* **Instruction**: Rewrite every line of the material, beginning at its start and stopping after the line containing "point(366, 204)", adding -88 to each coordinate in the answer points and leaving every other number unchanged. Omit the pictures.

:: Supplied entries ::

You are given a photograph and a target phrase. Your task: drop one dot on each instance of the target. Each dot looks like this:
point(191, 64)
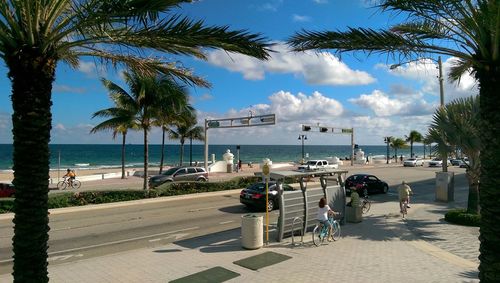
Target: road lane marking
point(112, 242)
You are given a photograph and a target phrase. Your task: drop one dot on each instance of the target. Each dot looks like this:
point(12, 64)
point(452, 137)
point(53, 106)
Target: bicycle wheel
point(317, 237)
point(76, 184)
point(335, 231)
point(61, 185)
point(366, 206)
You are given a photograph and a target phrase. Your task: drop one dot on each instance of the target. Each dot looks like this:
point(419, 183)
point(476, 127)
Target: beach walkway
point(382, 248)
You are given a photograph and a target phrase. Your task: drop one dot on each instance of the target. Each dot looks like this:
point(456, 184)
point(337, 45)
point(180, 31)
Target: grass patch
point(461, 217)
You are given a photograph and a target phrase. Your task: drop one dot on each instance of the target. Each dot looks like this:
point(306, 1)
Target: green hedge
point(68, 199)
point(461, 217)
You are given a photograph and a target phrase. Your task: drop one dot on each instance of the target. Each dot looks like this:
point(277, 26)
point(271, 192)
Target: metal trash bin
point(354, 214)
point(445, 183)
point(252, 233)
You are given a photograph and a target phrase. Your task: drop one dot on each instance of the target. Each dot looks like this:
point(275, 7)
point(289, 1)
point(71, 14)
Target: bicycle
point(404, 209)
point(74, 184)
point(320, 232)
point(366, 204)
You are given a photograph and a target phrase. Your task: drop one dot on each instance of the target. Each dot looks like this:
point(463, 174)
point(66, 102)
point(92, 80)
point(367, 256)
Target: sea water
point(95, 156)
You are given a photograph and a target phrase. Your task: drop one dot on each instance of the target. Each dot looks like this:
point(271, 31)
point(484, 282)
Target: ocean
point(95, 156)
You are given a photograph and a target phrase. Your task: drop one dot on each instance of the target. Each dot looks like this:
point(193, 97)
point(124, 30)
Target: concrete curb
point(90, 207)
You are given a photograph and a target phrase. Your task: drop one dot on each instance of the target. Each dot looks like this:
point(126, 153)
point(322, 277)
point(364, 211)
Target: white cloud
point(383, 105)
point(316, 68)
point(299, 18)
point(68, 89)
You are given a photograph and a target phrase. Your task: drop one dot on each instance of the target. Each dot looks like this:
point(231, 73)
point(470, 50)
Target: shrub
point(6, 205)
point(461, 217)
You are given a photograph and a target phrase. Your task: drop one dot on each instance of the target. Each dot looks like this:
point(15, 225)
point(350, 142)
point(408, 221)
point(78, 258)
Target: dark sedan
point(365, 184)
point(255, 195)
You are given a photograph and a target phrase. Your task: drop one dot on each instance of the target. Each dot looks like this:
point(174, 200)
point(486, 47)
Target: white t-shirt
point(323, 213)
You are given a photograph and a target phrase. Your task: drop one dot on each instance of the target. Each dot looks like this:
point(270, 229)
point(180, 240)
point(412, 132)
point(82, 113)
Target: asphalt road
point(79, 234)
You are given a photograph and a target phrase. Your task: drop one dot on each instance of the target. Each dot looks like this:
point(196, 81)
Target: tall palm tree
point(169, 113)
point(37, 35)
point(187, 129)
point(458, 123)
point(467, 30)
point(146, 95)
point(414, 136)
point(397, 143)
point(121, 119)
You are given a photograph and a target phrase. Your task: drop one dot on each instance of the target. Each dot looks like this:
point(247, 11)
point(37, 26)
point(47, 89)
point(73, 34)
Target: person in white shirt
point(323, 211)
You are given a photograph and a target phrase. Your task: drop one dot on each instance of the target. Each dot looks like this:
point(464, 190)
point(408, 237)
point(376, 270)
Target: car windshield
point(170, 171)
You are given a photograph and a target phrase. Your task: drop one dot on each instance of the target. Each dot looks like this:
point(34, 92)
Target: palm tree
point(414, 136)
point(187, 129)
point(467, 30)
point(169, 113)
point(396, 144)
point(458, 123)
point(37, 35)
point(120, 120)
point(147, 96)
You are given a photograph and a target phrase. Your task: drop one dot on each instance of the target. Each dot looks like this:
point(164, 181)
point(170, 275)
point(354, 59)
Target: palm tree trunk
point(162, 156)
point(32, 77)
point(124, 135)
point(489, 193)
point(146, 158)
point(181, 153)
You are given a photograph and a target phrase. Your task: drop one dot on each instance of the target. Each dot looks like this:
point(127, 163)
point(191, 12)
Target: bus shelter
point(298, 209)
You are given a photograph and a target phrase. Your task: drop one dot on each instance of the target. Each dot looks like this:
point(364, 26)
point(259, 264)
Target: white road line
point(112, 243)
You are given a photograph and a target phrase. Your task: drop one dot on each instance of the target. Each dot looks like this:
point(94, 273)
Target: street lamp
point(441, 97)
point(387, 140)
point(302, 138)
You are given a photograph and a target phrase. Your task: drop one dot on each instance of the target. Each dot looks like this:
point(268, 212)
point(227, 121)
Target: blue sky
point(300, 88)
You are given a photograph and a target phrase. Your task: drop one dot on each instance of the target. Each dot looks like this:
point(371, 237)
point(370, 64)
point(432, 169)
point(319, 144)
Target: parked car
point(437, 162)
point(6, 190)
point(413, 162)
point(255, 196)
point(179, 174)
point(365, 184)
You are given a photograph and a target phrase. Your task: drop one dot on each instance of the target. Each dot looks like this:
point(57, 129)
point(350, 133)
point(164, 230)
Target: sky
point(307, 88)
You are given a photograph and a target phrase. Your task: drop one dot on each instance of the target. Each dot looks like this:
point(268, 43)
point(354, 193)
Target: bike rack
point(297, 219)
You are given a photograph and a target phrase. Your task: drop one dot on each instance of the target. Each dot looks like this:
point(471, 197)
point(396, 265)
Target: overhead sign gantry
point(238, 122)
point(332, 130)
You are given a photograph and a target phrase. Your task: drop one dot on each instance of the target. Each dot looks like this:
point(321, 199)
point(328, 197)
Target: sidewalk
point(382, 248)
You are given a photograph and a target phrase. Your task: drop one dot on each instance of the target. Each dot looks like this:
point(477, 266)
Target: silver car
point(179, 174)
point(413, 162)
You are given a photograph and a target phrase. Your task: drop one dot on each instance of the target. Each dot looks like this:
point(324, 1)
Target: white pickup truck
point(317, 165)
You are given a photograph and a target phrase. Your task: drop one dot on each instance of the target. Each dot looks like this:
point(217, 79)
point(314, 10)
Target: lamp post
point(387, 140)
point(441, 97)
point(302, 138)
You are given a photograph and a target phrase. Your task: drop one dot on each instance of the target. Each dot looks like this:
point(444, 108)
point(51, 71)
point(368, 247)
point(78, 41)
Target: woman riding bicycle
point(323, 211)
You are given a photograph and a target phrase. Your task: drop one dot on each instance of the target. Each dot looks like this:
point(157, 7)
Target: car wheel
point(270, 205)
point(385, 189)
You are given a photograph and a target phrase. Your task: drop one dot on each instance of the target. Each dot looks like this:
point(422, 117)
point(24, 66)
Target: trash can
point(354, 214)
point(445, 183)
point(252, 235)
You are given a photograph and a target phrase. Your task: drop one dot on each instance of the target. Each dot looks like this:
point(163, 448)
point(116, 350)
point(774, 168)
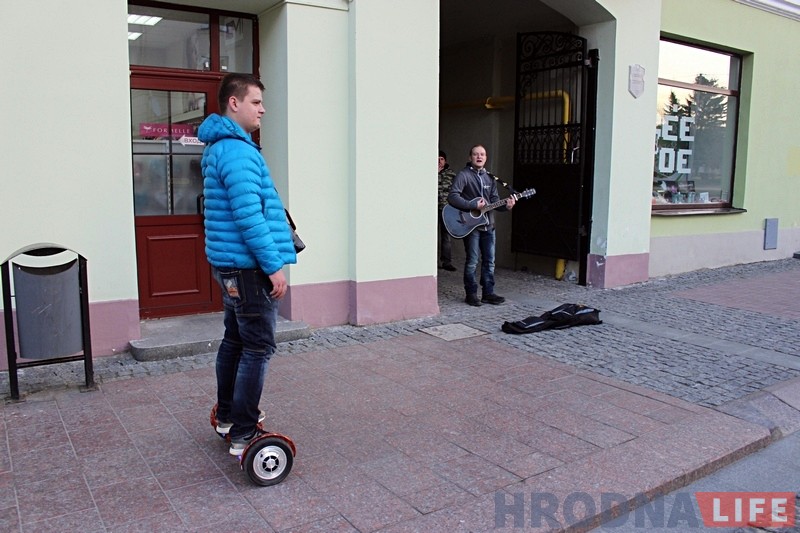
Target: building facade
point(686, 155)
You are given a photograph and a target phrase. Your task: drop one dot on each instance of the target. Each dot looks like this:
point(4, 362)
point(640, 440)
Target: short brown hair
point(236, 85)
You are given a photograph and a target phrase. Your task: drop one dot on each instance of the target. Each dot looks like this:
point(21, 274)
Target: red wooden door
point(173, 273)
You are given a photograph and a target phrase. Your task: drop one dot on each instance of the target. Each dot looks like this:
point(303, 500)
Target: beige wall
point(768, 149)
point(66, 148)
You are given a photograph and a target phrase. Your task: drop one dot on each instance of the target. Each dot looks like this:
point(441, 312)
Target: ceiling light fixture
point(143, 20)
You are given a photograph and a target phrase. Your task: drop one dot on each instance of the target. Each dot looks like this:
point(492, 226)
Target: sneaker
point(223, 428)
point(472, 299)
point(492, 299)
point(238, 445)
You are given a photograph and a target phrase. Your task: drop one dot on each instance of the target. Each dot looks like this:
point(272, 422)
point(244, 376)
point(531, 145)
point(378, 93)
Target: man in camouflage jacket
point(446, 175)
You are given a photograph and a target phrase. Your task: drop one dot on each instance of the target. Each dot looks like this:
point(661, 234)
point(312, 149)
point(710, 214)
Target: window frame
point(215, 72)
point(733, 114)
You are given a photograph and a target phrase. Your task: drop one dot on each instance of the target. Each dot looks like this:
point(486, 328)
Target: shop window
point(182, 39)
point(696, 120)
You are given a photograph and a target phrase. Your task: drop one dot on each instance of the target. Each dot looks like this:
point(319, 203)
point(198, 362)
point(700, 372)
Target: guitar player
point(474, 188)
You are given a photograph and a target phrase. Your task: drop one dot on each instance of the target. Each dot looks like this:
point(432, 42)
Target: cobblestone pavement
point(666, 334)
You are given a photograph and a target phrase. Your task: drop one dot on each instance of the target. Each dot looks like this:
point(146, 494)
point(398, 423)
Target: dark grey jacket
point(469, 186)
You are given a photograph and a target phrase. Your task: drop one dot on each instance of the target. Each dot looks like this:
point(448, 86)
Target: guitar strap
point(506, 185)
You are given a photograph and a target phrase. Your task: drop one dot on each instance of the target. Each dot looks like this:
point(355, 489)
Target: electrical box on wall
point(770, 233)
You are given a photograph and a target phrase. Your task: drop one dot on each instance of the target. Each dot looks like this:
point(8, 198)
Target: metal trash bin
point(51, 310)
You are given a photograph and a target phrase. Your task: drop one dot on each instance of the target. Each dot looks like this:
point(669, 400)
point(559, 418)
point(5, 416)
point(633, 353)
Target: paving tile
point(162, 523)
point(174, 469)
point(86, 417)
point(290, 504)
point(41, 465)
point(53, 497)
point(9, 520)
point(36, 436)
point(440, 495)
point(369, 506)
point(129, 500)
point(8, 496)
point(474, 474)
point(626, 420)
point(106, 438)
point(104, 468)
point(333, 524)
point(210, 503)
point(145, 417)
point(87, 520)
point(26, 414)
point(556, 443)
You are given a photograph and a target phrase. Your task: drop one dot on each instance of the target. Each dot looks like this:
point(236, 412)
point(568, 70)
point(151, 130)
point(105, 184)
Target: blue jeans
point(479, 244)
point(248, 343)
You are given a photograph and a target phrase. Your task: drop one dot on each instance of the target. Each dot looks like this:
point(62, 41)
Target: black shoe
point(472, 299)
point(492, 299)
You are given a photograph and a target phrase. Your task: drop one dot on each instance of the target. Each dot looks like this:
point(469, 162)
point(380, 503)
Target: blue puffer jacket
point(244, 219)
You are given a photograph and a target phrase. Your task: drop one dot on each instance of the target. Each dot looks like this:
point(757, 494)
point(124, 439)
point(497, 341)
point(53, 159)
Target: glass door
point(174, 276)
point(166, 152)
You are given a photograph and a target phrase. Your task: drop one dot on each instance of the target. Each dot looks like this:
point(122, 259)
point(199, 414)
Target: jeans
point(445, 246)
point(249, 342)
point(479, 243)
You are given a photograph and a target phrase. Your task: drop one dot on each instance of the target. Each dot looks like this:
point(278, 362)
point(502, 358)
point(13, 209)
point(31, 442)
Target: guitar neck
point(495, 205)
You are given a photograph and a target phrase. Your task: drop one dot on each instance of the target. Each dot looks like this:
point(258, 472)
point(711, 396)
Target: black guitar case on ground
point(563, 316)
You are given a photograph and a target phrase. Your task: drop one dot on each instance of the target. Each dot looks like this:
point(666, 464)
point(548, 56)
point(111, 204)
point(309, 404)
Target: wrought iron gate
point(554, 145)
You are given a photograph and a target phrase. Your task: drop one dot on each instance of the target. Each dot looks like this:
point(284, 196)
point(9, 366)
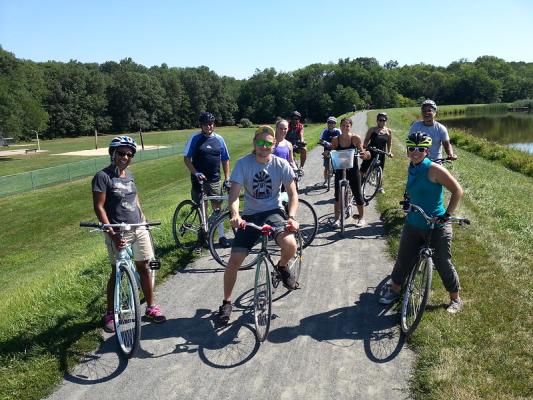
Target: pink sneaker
point(109, 322)
point(154, 314)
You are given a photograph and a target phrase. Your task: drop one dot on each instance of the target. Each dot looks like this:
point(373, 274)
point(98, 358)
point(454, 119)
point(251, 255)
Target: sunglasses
point(265, 143)
point(124, 154)
point(420, 149)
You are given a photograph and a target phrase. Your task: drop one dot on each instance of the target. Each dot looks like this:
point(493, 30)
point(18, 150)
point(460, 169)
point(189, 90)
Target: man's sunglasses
point(265, 143)
point(124, 154)
point(420, 149)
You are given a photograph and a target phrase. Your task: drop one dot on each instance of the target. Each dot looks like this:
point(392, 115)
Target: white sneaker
point(360, 223)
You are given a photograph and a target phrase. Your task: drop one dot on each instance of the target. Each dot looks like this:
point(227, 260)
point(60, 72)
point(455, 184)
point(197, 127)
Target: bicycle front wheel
point(127, 310)
point(372, 183)
point(186, 225)
point(262, 299)
point(308, 220)
point(416, 295)
point(222, 253)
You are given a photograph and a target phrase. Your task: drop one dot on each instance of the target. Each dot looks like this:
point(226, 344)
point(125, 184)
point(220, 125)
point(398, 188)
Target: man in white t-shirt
point(437, 131)
point(261, 175)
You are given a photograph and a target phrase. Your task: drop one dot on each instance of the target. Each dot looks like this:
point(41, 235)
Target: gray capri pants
point(411, 240)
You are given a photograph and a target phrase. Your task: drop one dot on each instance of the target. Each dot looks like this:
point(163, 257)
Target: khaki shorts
point(140, 241)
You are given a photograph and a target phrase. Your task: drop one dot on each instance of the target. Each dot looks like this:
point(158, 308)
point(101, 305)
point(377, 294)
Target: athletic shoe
point(389, 297)
point(109, 322)
point(154, 314)
point(455, 306)
point(224, 311)
point(223, 242)
point(360, 223)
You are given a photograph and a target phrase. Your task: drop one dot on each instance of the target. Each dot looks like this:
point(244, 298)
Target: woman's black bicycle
point(373, 179)
point(267, 278)
point(418, 286)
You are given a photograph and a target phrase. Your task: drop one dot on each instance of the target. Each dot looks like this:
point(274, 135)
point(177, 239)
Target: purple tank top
point(282, 152)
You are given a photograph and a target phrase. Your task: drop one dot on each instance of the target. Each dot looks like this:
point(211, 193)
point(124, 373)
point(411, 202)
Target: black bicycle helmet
point(419, 139)
point(429, 103)
point(122, 141)
point(206, 118)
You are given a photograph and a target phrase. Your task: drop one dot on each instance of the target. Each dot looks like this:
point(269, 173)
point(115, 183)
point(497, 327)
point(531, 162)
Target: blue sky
point(236, 37)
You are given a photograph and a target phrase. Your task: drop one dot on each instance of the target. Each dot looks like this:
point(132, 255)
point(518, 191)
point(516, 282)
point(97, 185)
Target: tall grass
point(54, 273)
point(486, 351)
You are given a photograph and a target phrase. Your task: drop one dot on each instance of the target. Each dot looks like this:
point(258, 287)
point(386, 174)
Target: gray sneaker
point(455, 306)
point(389, 297)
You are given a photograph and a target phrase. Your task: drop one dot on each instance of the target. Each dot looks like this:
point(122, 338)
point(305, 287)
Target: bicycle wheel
point(186, 225)
point(308, 220)
point(127, 311)
point(295, 263)
point(416, 295)
point(342, 205)
point(262, 299)
point(372, 183)
point(221, 254)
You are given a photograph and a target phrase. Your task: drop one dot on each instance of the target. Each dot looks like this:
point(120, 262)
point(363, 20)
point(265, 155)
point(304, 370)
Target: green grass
point(486, 351)
point(54, 273)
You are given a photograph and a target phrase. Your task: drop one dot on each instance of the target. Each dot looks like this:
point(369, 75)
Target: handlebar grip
point(89, 224)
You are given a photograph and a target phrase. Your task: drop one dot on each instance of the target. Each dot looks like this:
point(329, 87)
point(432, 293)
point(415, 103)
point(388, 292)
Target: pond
point(514, 129)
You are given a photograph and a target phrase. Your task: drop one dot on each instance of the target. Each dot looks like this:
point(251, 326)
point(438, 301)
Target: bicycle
point(191, 222)
point(126, 303)
point(417, 288)
point(343, 160)
point(373, 179)
point(306, 216)
point(267, 279)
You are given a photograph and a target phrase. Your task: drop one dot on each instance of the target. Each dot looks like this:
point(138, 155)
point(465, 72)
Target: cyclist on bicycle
point(435, 130)
point(203, 154)
point(348, 140)
point(425, 187)
point(115, 201)
point(379, 137)
point(261, 174)
point(325, 140)
point(295, 135)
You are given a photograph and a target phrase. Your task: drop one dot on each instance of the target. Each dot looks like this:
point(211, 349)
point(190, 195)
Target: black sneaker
point(223, 242)
point(224, 311)
point(288, 279)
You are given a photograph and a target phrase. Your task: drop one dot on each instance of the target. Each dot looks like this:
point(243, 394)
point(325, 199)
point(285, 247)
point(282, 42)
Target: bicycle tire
point(308, 220)
point(416, 295)
point(372, 183)
point(342, 206)
point(186, 225)
point(221, 254)
point(262, 299)
point(127, 312)
point(295, 263)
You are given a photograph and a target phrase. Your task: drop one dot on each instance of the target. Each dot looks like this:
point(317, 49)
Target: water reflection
point(513, 129)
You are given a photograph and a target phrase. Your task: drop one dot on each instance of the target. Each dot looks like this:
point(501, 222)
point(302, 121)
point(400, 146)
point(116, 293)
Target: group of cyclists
point(261, 175)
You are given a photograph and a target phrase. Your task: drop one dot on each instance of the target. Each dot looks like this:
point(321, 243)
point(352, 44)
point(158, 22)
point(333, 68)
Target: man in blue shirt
point(203, 154)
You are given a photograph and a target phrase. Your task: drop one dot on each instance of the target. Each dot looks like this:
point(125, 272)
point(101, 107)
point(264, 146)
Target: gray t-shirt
point(261, 182)
point(438, 134)
point(120, 203)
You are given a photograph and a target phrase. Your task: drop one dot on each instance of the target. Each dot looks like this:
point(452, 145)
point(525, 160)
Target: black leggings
point(354, 178)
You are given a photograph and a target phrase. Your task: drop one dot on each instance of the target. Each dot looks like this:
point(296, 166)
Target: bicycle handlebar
point(415, 208)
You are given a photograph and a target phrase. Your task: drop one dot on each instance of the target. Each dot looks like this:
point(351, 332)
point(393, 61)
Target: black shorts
point(245, 239)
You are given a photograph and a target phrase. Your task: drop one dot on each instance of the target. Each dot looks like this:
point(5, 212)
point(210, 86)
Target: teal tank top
point(423, 193)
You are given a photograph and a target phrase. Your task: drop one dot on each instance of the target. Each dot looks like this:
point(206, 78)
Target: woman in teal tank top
point(425, 187)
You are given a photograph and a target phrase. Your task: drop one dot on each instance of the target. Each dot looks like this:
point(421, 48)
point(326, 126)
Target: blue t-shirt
point(424, 193)
point(328, 135)
point(206, 153)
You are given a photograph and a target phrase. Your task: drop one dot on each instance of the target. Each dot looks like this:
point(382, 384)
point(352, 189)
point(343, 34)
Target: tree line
point(72, 99)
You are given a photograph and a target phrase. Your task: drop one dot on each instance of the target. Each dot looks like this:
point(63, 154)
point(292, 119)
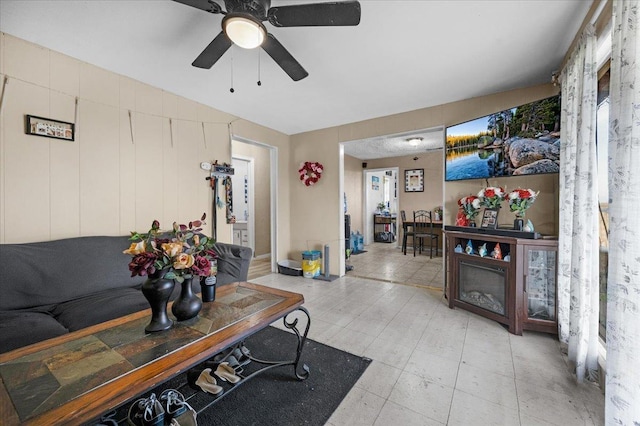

:::

* **The completed task**:
You are given a photograph and a target phrase. Your task: drop one dot on each instance of the target. Each dot looks like this:
point(191, 64)
Target: road lane marking
point(24, 154)
You are given a photograph and a target phrase. Your task: drop one dot on each instance of the target. Each dot looks like this:
point(12, 64)
point(452, 137)
point(53, 106)
Target: bicycle wheel
point(229, 149)
point(-12, 96)
point(247, 143)
point(-27, 97)
point(278, 118)
You are given a photograph and a target phrase. Your task: drop one dot on each instance of the target. Each dot looks like this:
point(419, 183)
point(476, 127)
Target: beach walkway
point(294, 160)
You are given a photograph and a target phrase. Your task: drop one dot on each instance of the target. Each dot looks like this:
point(456, 184)
point(337, 45)
point(180, 31)
Target: grass patch
point(373, 129)
You are given a photograph and a target phrase. Your task: drop one dot on each instance of the target. Each dot looks like this:
point(306, 1)
Target: green hedge
point(-20, 111)
point(373, 129)
You are given a photograph and a target phrase. Your task: drop one dot on each instance of the target. Each dot looks like this:
point(277, 26)
point(271, 192)
Target: metal trash bin
point(266, 126)
point(357, 95)
point(164, 145)
You are given a photograph and a target phrase. Your task: drop one dot on each instance of the target. Each dot looks like this:
point(275, 7)
point(289, 1)
point(71, 14)
Target: bicycle
point(316, 121)
point(-14, 96)
point(232, 144)
point(278, 116)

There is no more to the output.